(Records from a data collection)

+---+

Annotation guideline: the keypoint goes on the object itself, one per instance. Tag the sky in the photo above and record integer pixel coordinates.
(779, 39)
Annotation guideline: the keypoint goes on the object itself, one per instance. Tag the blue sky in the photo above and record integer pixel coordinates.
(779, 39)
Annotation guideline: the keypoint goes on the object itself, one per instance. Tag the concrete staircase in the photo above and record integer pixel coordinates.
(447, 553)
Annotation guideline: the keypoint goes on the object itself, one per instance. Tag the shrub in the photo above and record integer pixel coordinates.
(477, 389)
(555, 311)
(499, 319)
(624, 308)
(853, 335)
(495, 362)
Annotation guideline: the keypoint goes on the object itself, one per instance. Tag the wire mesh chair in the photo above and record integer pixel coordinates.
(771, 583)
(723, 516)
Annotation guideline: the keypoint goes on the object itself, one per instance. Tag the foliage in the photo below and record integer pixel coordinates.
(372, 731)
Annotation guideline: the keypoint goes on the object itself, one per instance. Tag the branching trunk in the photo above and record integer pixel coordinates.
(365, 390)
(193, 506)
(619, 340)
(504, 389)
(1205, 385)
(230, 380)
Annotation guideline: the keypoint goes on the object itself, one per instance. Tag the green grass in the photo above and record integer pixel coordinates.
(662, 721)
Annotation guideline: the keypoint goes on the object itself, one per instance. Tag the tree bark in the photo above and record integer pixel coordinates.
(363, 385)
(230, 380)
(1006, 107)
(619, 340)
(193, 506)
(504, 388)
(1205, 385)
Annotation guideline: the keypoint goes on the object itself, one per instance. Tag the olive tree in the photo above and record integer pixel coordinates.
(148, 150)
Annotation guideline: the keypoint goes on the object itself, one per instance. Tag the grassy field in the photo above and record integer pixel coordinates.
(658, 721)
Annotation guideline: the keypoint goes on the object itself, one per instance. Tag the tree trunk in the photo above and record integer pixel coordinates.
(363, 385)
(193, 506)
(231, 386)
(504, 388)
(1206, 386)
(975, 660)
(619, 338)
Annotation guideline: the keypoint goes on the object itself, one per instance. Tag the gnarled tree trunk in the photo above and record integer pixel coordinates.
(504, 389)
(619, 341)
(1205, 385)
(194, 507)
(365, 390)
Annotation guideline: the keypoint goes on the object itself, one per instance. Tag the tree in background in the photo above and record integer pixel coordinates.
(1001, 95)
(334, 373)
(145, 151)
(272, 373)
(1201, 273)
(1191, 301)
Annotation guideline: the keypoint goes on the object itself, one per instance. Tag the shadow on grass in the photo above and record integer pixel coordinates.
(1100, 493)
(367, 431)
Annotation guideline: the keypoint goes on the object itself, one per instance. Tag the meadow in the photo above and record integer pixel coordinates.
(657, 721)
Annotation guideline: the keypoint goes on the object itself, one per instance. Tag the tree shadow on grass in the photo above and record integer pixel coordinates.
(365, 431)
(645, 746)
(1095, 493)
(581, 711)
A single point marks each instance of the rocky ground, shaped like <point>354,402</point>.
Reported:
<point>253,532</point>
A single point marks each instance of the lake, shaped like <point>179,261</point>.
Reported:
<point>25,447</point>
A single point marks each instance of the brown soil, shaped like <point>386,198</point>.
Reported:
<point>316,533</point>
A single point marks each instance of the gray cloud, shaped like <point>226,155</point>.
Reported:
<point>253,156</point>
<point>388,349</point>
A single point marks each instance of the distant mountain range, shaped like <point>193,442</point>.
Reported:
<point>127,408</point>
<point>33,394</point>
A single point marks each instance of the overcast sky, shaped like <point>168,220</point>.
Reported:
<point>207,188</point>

+---+

TASK PROMPT
Exactly as shown above, return all of the entries.

SOLUTION BELOW
Annotation guideline: the keypoint goes on the object itself, one per instance. Tag the sky in the photo above and record integer pixel coordinates.
(779, 39)
Annotation guideline: the keypoint goes on the object itself, one per instance. Tag the blue sky in the photo above and record integer pixel coordinates.
(779, 39)
Annotation guideline: the keypoint goes on the object itself, one per instance. Tag the concrete staircase in the photo above and record integer pixel coordinates.
(447, 553)
Annotation guideline: the keypoint goes on the object itself, one per instance. Tag the shrub in the photo above and record integer pixel coordinates.
(477, 389)
(555, 311)
(499, 319)
(624, 308)
(853, 335)
(495, 362)
Annotation guideline: the keypoint goes on the object itself, one per instance. Tag the wire mesh chair in the photo above and record integer pixel coordinates.
(771, 583)
(723, 516)
Annotation guideline: the keypoint goes on the object itself, one per instance. Tag the foliage in the photo below and record integer pixel coordinates.
(372, 731)
Annotation guideline: the keypoint goes on the object itself, one per instance. Tag the branching trunk in the photo above and record integer pixel coordinates.
(365, 390)
(193, 506)
(619, 340)
(504, 389)
(1205, 385)
(230, 380)
Annotation guideline: the keypoint goes on the object itself, one per instance. Tag the green grass in the photo above and record integer pixel coordinates.
(662, 721)
Annotation guideline: the keypoint goes on the object itself, one per instance. Tag the tree bark in the photo above and record integer pixel coordinates.
(363, 385)
(230, 380)
(1006, 107)
(619, 340)
(193, 506)
(504, 388)
(1205, 385)
Annotation guideline: the keypoint goes on the object itself, one per instance. Tag the olive tree in the photo above and record integer pixel coordinates.
(148, 150)
Annotation guideline: the keypoint goes on the object itself, one per instance. Tag the grassy field in the photo above and record integer pixel coordinates.
(658, 721)
Annotation guideline: the keypoint goes on the object itself, one per instance. Tag the tree trunk in the photo above and record integer pixel coordinates.
(363, 385)
(193, 506)
(231, 386)
(504, 388)
(1206, 386)
(975, 660)
(619, 338)
Annotation guideline: the keypoint goes on the object itself, one per instance. Tag the gnarled tree trunk in the photo above and record integer pixel coordinates.
(504, 389)
(619, 341)
(1205, 385)
(194, 507)
(365, 390)
Annotation guideline: the keypoint goes on the object itself, one per instance. Tag the tree in background in the photo above and record integer pixel coordinates.
(1001, 95)
(334, 373)
(145, 151)
(272, 373)
(1201, 273)
(1191, 301)
Annotation guideline: the keypoint goes on the object itself, one per instance. Tag the shadow on grass in the photo above and record integer pixel coordinates.
(1100, 493)
(367, 431)
Annotation guideline: the keypoint goes on the object itself, one per instance. Tag the meadow in the photo above and record integer pixel coordinates.
(657, 721)
Annotation guideline: the keypoint goes on the object itself, one per instance. Tag the tree shadow on grass in the photo above and record integer pixel coordinates.
(365, 431)
(645, 746)
(1095, 493)
(581, 711)
A single point marks each instance of the rocky ground, shaped like <point>354,402</point>.
Reported:
<point>253,532</point>
A single point marks each instance of the lake, shaped like <point>179,261</point>.
Reported:
<point>25,447</point>
A single point marks each instance of the brown soil, shaped like <point>386,198</point>.
Reported:
<point>316,533</point>
A single point marks each instance of the gray cloud, shaped like <point>226,155</point>.
Reported:
<point>253,156</point>
<point>388,349</point>
A single point marks each instance of the distant mountain range, shaped like <point>193,442</point>.
Reported:
<point>127,408</point>
<point>33,394</point>
A single point marks each instance of the overcast sky, shaped like <point>168,220</point>.
Reported:
<point>207,188</point>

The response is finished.